Passage provided:
The official build of PBSIM, PBSIM2 and PBSIM3 shares a common executable anme (pbsim) but with different argument layout. For convenience, I renamed executable of PBSIM2 to pbsim2 and PBSIM3 to pbsim3. If you do not use this in your computer, please use the -e option.

PBSIM version 1 (Official site at GitHub) can simulate C1/C2 chemistry data generated by PacBio RS, a very old sequencer that is not commonly seen nowadays.

Reference

Y. Ono, K. Asai, and M. Hamada, “Pbsim: Pacbio reads simulator–toward accurate genome assembly.,” Bioinformatics (Oxford, England), vol. 29, pp. 119–121, 1 Jan. 2013, ISSN: 1367-4811. DOI: 10.1093/bioinformatics/bts649

Installation

From Conda. If you use Debian GNU/Linux-based distributions, you may also use APT.

PBSIM CCS Mode#

PBSIM has a CCS mode. You can use this mode by specifying the --ccs flag.

Warning

PBSIM generates CCS with a mechanism similiar to CLR. It does NOT require invocation of PacBio ccs utility. It would NOT generate PacBio IsoSeq-compatible HiFi BAM files.

Data entries:

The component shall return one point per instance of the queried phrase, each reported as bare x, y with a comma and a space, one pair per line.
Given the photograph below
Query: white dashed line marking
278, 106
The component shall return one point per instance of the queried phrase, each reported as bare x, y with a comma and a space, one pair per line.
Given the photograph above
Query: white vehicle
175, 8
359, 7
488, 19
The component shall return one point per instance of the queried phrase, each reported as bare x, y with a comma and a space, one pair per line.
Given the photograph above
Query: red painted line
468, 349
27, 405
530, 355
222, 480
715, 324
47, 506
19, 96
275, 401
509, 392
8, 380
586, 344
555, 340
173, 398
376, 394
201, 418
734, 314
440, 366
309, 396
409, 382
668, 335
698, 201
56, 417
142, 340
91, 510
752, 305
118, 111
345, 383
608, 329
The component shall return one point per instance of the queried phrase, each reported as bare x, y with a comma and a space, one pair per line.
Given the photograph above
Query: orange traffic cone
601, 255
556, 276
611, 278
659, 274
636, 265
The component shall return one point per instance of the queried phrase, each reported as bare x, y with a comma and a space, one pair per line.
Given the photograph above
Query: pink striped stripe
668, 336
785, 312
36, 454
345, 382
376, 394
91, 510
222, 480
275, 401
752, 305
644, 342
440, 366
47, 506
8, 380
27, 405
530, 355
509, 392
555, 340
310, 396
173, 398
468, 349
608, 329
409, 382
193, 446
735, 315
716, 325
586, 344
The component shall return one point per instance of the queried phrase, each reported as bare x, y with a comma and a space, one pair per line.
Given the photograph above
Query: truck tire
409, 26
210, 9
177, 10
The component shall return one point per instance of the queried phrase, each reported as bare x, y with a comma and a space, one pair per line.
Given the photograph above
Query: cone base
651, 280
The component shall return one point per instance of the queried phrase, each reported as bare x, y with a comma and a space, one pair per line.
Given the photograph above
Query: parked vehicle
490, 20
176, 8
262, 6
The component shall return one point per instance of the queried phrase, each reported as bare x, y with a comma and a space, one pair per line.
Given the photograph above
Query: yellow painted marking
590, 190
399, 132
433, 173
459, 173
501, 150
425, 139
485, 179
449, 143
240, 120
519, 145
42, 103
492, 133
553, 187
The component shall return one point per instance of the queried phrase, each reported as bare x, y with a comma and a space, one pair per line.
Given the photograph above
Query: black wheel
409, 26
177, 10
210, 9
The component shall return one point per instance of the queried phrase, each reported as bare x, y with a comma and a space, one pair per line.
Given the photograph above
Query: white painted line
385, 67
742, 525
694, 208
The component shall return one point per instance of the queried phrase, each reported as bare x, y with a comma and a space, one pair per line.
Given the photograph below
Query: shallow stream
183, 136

Exercise: Echo the PBSIM passage from "From Conda. If" to "the --ccs flag." word for word. These lines are separate material and are unrelated to the PBSIM passage.

Response:
From Conda. If you use Debian GNU/Linux-based distributions, you may also use APT.

PBSIM CCS Mode#

PBSIM has a CCS mode. You can use this mode by specifying the --ccs flag.